* start SELECTED TEXT *
- Good specs for mid-range device
- Very affordable
- Great screen
- Almost untouched version of Android
- All-plastic case
- Vodafone bloatware
- Poor front-facing camera
- 5.5-inch 1080p display
- MediaTek MT6755M CPU
- 2GB RAM
- 16GB expandable internal storage
- 2,960mAh battery
- 13MP rear camera
- 5MP selfie camera
- Android 6.0.1
- Manufacturer: Vodafone
WHAT IS THE VODAFONE SMART ULTRA 7?
The Vodafone Smart Ultra 7 is the successor to the super-impressive, and similarly grammatically confused, Smart Ultra 6 – a high-spec budget phone that we were rather taken by when we reviewed it last year. And things are much the same this time around. Although you won’t find top-end specs in the Smart Ultra 7, there is enough decent hardware to provide snappy performance, and all for £135/$202.
With the Smart Ultra 7, Vodafone has set its sights on undercutting competitors in the budget phone market. For example, the recently launched Moto G4 includes many of the same specifications, but costs £169/$253. Of course, the catch is that you have to be on Vodafone, but unless you have a strong disliking for the network, it’s hardly a drawback, especially if it keeps the price low.
As OnePlus has consistently demonstrated, packing decent hardware into an affordable device is a winning formula (although, that $4 Indian smartphone could still ruin the whole thing for everyone). So, does Vodafone’s latest offering manage to pull off the same trick of keeping the price low without skimping on quality. As it turns out, the answer is mostly.
It’s important to bear in mind the price when considering the Smart Ultra 7’s build quality and design. For £135/$202, you’re not going to get the kind of refined finish seen on the Galaxy S7 or iPhone 6S. Vodafone’s handset is essentially a rebranded Alcatel phone that comes in an all-plastic case, with Dragontail glass – a cheaper alternative to Gorilla glass – covering thealso have a choice of two, rather confusingly titled, colours: Satin Charcoal or Aluminium Silver.
The textured plastic backing is removable and feels distinctly Galaxy S5-esque. It’s pretty flimsy and doesn’t look particularly sleek. Removing the backing is also a clunky way of changing SIM cards and inserting a microSD card, especially seeing as the battery isn’t removable.
Elsewhere, things look slightly more high-end. The plastic frame has a brushed metal-style finish on the edges of the phone, which at least creates the illusion of high-end design. That Dragontail glass also curves nicely as it reaches the edges of the screen, and the chrome finish around the home button adds an air of distinction to the whole affair.
* end SELECTED TEXT *
* start TASK DATA *
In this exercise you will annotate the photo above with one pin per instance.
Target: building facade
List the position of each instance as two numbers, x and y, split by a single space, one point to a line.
* end TASK DATA *
* start TASK DATA *
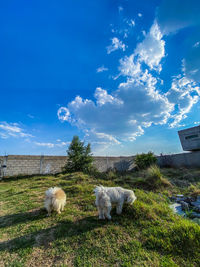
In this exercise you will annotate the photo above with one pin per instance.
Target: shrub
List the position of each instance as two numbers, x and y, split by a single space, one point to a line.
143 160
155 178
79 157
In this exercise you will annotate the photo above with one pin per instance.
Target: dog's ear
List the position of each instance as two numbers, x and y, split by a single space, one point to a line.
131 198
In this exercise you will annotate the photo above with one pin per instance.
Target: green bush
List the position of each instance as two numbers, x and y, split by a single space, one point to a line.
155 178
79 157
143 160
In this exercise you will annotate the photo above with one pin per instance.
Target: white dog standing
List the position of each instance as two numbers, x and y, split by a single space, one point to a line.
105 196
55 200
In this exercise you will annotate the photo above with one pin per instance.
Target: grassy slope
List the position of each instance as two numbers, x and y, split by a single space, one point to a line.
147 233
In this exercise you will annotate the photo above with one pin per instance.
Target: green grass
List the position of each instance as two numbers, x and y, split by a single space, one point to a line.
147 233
* end TASK DATA *
OBJECTIVE 1. According to the phone review, how much does the Moto G4 cost?
OBJECTIVE 2. Please pick out every line of the entries that contains the word "green".

WORKED ANSWER 1. £169/$253

WORKED ANSWER 2.
Target: green bush
Target: green grass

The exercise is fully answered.